Problem to solve - Extract all lines in the data that contain the word "lamp".

Information shown -
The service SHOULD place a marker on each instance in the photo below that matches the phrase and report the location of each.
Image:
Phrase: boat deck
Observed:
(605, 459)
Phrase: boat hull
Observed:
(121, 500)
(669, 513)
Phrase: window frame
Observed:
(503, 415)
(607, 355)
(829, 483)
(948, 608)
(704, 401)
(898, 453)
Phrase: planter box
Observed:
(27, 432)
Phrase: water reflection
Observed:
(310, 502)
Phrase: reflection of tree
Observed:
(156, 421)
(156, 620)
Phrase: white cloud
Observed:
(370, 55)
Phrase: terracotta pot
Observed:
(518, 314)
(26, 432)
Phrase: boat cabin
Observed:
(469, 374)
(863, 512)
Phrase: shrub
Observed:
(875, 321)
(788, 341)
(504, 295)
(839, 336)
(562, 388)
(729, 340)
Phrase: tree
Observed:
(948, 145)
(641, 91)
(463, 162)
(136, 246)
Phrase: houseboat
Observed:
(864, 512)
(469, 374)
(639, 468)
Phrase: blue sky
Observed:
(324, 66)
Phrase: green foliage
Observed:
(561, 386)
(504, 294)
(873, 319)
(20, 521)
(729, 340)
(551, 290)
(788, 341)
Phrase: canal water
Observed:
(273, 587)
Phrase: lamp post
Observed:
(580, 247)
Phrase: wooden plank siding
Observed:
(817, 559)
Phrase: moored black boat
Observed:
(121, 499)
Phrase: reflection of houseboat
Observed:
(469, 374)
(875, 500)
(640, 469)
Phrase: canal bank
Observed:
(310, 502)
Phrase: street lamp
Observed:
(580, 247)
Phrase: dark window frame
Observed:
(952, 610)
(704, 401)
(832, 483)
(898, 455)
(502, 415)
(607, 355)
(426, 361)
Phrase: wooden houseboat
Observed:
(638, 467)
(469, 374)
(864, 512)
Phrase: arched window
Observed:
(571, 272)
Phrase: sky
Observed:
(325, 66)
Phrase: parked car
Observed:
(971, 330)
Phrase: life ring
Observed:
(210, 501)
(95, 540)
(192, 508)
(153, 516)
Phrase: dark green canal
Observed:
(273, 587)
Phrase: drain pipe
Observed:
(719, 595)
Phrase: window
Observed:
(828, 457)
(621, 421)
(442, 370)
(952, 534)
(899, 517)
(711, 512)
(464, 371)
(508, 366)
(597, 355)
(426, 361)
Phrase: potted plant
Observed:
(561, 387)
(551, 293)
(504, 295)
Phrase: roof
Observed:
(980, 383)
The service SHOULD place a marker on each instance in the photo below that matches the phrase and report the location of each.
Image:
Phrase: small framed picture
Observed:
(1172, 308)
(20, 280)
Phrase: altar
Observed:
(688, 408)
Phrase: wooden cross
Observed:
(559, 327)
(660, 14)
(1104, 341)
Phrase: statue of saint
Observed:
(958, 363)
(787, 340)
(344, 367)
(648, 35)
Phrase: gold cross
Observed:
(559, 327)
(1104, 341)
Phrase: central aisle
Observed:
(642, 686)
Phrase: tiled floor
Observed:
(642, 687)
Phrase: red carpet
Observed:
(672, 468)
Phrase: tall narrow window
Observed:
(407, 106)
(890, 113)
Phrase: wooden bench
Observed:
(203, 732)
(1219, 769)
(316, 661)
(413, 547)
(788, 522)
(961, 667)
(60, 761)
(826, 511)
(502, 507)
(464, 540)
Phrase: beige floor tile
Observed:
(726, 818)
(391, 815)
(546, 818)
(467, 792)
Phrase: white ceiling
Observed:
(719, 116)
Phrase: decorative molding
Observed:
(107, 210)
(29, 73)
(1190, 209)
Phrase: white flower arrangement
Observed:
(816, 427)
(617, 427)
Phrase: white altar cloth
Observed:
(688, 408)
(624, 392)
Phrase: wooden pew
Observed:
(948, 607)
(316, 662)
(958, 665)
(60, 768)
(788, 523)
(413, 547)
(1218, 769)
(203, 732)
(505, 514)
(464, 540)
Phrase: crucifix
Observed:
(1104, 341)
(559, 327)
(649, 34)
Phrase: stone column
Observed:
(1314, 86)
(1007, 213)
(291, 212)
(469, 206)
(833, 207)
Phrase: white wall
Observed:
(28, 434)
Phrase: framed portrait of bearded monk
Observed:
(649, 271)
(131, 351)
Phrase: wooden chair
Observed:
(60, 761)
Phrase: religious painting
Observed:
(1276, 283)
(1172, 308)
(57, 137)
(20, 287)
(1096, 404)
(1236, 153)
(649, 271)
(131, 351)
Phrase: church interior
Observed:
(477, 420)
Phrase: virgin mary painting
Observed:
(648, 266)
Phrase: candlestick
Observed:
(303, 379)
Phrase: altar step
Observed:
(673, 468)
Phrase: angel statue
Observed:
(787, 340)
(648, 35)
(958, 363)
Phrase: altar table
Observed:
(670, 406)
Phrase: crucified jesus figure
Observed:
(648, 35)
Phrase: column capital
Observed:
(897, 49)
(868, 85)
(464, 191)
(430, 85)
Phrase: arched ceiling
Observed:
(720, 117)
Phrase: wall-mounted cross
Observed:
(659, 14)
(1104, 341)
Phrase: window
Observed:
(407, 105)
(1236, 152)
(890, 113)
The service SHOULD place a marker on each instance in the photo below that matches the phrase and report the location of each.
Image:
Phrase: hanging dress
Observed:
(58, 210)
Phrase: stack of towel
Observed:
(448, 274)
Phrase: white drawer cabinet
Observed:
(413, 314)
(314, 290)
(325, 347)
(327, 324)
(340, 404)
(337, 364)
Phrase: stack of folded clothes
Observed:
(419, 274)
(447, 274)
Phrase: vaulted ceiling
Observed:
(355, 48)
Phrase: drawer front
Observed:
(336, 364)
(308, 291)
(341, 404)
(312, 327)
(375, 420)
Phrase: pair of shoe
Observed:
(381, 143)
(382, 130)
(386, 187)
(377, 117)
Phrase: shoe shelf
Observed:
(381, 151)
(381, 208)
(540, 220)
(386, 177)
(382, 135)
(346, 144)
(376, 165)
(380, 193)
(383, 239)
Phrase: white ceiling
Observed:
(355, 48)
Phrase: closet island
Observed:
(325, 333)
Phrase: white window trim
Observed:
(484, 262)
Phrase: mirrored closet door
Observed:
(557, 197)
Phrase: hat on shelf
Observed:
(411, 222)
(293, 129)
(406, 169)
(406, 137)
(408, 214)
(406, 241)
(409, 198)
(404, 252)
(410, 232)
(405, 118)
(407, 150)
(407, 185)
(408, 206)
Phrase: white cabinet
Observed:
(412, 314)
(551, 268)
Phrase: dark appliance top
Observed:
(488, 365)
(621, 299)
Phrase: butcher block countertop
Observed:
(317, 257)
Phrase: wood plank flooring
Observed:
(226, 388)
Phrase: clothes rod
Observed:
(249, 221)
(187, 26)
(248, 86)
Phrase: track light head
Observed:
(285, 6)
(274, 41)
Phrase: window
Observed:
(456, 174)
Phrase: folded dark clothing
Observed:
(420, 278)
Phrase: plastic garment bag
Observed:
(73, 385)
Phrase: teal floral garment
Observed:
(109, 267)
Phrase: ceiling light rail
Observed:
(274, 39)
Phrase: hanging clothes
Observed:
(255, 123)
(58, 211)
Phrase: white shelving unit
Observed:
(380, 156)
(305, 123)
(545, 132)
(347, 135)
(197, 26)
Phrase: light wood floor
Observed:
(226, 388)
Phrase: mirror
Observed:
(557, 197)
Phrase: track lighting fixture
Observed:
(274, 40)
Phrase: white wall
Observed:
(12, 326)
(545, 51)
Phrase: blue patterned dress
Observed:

Output for this task -
Phrase: lamp post
Phrase: street lamp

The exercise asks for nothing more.